■ **ZADANIE**: Jaki wzrost PKB Stanów Zjednoczonych w przyszłym roku przyjęto w „stress teście” amerykańskich banków, według fragmentu strony?

■ **FRAGMENT STRONY**:
⟨

Inwestorzy pozostają pod wpływem poprawiających się wskaźników gospodarczych, zdając się zapominać o tym, z jak niskich poziomów ta poprawa następuje. Dobrym przykładem był opublikowany we wtorek indeks zaufania amerykańskich konsumentów.

Odnotował silny wzrost, ale jednocześnie kwietniowy wynik był jednym z najgorszych w ponad 40-letniej historii indeksu Conference Board. Podobnie było z indeksem nastrojów konsumentów na Starym Kontynencie, który podany został wczoraj. Kwietniowy rezultat był trzecim najgorszym w ponad 20-letniej historii tego wskaźnika. Takie przykłady można mnożyć. To najlepiej pokazuje, w jak dużym stopniu dobra koniunktura na giełdach ma psychologiczne podłoże.

Równocześnie pojawiają się symptomy podkopujące podstawy wiosennej poprawy koniunktury giełdowej. Napływające coraz bardziej szczegółowe wiadomości dotyczące wyników "stress testu" dla amerykańskich banków potwierdzają, że sytuacja w tym sektorze wciąż jeszcze jest daleka od uzdrowienia. Jednocześnie ryzykowne wydaje się założenie, na jakim badanie zostało oparte, a dotyczące wzrostu PKB Stanów Zjednoczonych w przyszłym roku o 0,5 proc. Taki szacunek będzie zapewne dla inwestorów punktem orientacyjnym. Wątpliwości co do możliwości osiągnięcia takiego wzrostu będą zapewne traktowane jako element przemawiający przeciwko wierze w zażegnanie kryzysu sektora finansowego.

Innym objawem podkopywania fundamentów dobrych nastrojów jest zachowanie rynku obligacji długoterminowych w USA. Po miesiącu od decyzji Fedu o skupie papierów skarbowych, rentowność 10-latek wróciła powyżej 3 proc. Został zniwelowany zatem w całości spadek, jaki nastąpił po marcowej decyzji Fedu. Ma to w dużym stopniu związek z dobrymi nastrojami na rynkach akcji, co zniechęca do bezpiecznych lokat, ale też pokazuje malejące możliwości oddziaływania na procesy gospodarcze władz monetarnych i rządów. Co mogły zrobić, to już uczyniły. Trzeba teraz czekać na efekty. Sygnały o wciąż malejącej akcji kredytowej w strefie euro pokazują, że wciąż ich brakuje.

Rosnąca rentowność obligacji ma znaczenie nie tylko z punktu widzenia skuteczności wysiłków mających na celu zbicie kosztów kredytów hipotecznych (w USA popularna jest stała stopa procentowa, bazująca na dochodowości 30-letnich obligacji). Chodzi również o atrakcyjność wycen giełdowych w warunkach malejących zysków firm. Doświadczamy tego również u nas, gdzie pierwsze duże spółki podające rezultaty za I kwartał, notują pokaźny regres zysków. Tym samym współczynniki wycen stawać się będą coraz mniej atrakcyjne.

⟩

Dane do wskazywania na podstawie wyrażeń referencyjnych
⟨

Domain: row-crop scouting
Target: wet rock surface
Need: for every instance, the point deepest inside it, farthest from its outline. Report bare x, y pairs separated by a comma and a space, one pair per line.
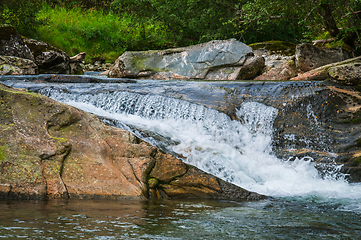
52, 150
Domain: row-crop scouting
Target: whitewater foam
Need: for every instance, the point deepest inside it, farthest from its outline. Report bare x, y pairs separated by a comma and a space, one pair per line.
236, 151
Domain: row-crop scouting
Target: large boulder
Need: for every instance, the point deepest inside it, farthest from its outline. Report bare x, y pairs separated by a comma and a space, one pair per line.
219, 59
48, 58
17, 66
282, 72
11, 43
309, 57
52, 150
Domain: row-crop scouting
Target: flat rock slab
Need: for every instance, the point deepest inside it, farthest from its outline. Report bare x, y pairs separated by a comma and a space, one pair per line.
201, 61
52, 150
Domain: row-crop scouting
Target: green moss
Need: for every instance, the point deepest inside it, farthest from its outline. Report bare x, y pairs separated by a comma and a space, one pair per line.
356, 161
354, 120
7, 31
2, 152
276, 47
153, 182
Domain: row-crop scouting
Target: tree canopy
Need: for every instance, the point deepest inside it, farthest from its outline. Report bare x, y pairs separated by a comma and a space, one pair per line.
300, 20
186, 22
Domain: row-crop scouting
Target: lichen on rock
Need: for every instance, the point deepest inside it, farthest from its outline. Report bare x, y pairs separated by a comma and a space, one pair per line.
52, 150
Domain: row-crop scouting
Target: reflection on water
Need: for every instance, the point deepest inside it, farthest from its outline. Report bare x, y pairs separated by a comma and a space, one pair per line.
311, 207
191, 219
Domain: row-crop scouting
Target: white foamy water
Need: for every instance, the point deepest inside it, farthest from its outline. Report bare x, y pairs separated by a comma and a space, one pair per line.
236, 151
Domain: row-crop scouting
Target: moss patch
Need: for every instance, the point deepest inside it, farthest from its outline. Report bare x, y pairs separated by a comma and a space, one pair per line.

⟩

■ **OCZEKIWANA ODPOWIEDŹ**: Wzrost o 0,5 proc.